** Start Record set **
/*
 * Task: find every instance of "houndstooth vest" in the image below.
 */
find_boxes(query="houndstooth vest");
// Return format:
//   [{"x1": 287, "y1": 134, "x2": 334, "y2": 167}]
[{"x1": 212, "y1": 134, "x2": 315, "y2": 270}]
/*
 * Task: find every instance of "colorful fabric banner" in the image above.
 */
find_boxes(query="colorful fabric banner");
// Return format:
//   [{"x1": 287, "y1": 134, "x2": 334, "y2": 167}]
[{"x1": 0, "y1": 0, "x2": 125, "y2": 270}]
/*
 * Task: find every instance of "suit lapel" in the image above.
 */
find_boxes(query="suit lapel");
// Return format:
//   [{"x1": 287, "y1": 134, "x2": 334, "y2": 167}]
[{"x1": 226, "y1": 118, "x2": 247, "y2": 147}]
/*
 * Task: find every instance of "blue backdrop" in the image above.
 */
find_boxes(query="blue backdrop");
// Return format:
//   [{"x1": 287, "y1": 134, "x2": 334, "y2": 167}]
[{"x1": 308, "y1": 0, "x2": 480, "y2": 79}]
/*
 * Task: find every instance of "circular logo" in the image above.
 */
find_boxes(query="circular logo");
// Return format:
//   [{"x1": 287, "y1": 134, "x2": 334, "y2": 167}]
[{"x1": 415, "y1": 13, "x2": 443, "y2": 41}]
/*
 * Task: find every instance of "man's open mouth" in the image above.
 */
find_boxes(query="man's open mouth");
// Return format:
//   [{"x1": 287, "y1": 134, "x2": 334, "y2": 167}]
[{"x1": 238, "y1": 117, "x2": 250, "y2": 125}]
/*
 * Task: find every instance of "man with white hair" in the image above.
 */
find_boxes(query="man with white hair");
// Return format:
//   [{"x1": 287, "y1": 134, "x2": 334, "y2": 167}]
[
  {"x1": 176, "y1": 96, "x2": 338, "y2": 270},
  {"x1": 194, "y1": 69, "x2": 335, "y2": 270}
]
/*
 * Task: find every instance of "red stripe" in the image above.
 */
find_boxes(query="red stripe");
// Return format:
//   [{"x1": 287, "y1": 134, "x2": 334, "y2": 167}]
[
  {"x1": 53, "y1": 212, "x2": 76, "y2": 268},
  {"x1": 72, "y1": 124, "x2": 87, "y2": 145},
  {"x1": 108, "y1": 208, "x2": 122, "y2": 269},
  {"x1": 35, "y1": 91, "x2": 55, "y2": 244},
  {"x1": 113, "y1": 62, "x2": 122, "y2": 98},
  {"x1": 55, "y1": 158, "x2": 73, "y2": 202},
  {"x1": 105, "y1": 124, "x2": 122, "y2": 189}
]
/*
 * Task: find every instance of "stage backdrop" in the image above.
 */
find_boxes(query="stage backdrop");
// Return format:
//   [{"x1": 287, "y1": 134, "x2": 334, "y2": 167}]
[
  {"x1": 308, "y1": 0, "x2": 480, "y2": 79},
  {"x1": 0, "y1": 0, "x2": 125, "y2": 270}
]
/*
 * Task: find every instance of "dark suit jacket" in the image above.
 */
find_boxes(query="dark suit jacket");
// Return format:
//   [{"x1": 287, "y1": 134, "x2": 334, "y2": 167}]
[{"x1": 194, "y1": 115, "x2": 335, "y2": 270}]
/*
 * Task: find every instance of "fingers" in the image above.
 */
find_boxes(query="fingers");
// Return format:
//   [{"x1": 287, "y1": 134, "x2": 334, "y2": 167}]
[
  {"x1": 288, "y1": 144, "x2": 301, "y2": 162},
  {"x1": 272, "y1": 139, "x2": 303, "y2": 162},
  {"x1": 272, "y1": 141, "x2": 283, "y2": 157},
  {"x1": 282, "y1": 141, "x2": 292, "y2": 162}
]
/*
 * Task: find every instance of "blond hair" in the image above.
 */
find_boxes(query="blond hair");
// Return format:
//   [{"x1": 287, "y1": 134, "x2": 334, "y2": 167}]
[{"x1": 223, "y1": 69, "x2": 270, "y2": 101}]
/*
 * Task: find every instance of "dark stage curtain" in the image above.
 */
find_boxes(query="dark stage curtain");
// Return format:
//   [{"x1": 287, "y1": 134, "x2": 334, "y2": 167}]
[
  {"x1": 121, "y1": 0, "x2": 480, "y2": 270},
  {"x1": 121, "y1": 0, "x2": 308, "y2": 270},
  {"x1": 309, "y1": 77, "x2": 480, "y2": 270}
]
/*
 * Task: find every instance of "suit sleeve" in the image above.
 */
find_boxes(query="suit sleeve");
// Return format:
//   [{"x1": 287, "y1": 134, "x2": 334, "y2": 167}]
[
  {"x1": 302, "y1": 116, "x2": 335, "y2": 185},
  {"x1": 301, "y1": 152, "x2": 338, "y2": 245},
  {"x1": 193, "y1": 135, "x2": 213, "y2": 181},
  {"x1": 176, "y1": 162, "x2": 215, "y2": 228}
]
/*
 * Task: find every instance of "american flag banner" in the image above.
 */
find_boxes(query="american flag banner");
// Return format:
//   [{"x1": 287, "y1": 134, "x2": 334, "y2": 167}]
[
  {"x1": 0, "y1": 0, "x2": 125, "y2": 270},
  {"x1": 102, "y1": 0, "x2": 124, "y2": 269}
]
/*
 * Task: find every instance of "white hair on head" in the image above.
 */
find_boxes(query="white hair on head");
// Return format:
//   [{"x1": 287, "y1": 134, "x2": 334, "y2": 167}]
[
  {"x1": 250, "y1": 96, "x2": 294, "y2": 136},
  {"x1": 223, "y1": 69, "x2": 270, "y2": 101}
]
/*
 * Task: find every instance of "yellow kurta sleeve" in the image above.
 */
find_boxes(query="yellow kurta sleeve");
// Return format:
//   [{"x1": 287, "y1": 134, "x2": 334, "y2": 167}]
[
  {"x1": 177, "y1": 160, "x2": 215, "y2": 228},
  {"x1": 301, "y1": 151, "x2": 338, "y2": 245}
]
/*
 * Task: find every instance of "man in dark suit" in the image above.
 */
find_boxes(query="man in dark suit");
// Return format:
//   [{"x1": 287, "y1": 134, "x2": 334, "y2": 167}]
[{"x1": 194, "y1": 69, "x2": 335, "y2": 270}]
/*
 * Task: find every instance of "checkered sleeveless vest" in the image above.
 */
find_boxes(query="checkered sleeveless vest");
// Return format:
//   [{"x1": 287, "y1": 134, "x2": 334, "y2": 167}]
** End Record set **
Pick out every line in the material above that contains the word "blond" and copy each of those lines. Upper and lower case count, so only lines with the same capitalization match.

■ **Finished exercise**:
 * Task: find every instance of "blond hair" in the image above.
find_boxes(query="blond hair");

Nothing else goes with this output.